* [Trecho da página]
--*--
Trata-se do fato dos adultos que se ocupam da criança estarem induzidos a viver papéis dos quais jamais se imaginaram desempenhando. Isto é, realizam junto com a criança um tipo muito particular de rememoração, desempenhando e agindo de forma estranha para eles mesmos. Com freqüência, o educador terá a sensação de não se reconhecer ao tomar uma atitude, mas, inevitavelmente, diante desta criança, protagoniza este papel.
O que é isto?
Todos nós temos uma verdade que não é lembrada facilmente, trata-se de um esquecimento sobre um fato importante e determinante da história de cada um. Em geral, serão fatos desta natureza que rememoramos, não através de uma recordação, mas através de uma atuação, reproduzindo, sem nos darmos conta disto, temas que são motivo de conflito psíquico para nós.
--*--
* [Informações extraídas]

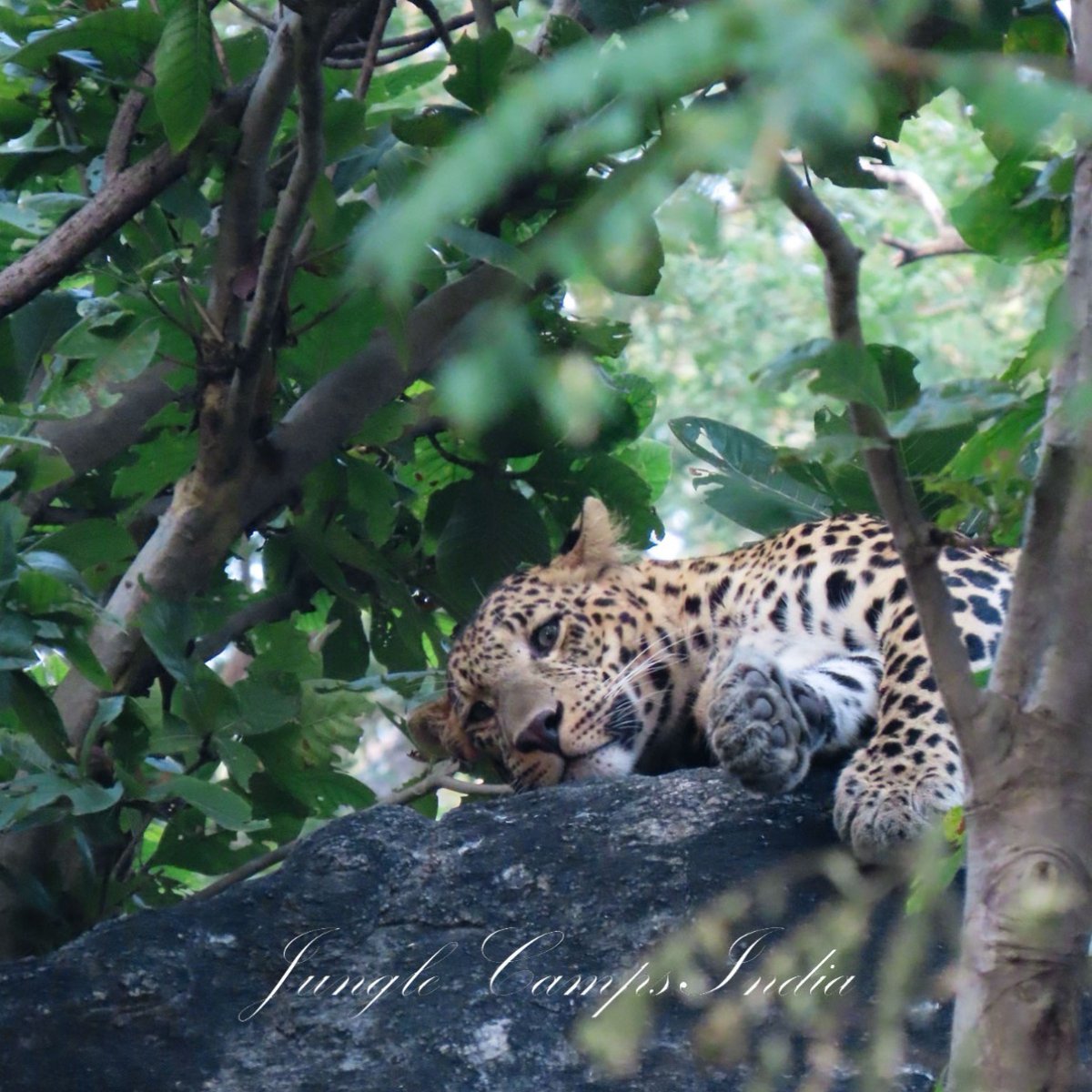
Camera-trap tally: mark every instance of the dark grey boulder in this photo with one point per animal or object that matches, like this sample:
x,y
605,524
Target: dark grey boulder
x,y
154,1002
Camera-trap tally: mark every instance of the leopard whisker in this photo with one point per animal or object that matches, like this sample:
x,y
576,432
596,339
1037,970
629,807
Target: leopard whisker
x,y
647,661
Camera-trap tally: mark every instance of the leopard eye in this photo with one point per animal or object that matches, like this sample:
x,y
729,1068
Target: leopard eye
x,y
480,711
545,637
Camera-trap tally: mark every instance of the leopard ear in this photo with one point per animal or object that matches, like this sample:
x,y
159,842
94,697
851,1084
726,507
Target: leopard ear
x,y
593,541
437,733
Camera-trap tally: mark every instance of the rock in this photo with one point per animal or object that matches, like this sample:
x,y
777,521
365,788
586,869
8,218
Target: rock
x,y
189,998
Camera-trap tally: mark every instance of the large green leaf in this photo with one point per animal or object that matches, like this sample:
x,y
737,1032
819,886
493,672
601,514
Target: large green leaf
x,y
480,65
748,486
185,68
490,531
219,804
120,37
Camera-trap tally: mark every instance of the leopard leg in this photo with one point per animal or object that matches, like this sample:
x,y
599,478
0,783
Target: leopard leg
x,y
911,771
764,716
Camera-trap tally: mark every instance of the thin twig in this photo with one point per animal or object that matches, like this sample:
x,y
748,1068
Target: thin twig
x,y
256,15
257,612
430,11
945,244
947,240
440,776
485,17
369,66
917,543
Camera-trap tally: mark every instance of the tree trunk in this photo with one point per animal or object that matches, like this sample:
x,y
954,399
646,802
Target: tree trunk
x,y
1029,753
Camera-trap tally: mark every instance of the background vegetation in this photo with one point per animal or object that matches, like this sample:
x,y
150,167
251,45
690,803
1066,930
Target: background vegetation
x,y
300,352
--*--
* [Detalhes do exercício] Digite de novo, do texto sobre os adultos que revivem papéis diante da criança, a parte que começa nas palavras "Trata-se do fato" e vai até depois de "psíquico para nós.". Não é preciso usar os itens para nada.

* [Resposta abaixo]
Trata-se do fato dos adultos que se ocupam da criança estarem induzidos a viver papéis dos quais jamais se imaginaram desempenhando. Isto é, realizam junto com a criança um tipo muito particular de rememoração, desempenhando e agindo de forma estranha para eles mesmos. Com freqüência, o educador terá a sensação de não se reconhecer ao tomar uma atitude, mas, inevitavelmente, diante desta criança, protagoniza este papel.
O que é isto?
Todos nós temos uma verdade que não é lembrada facilmente, trata-se de um esquecimento sobre um fato importante e determinante da história de cada um. Em geral, serão fatos desta natureza que rememoramos, não através de uma recordação, mas através de uma atuação, reproduzindo, sem nos darmos conta disto, temas que são motivo de conflito psíquico para nós.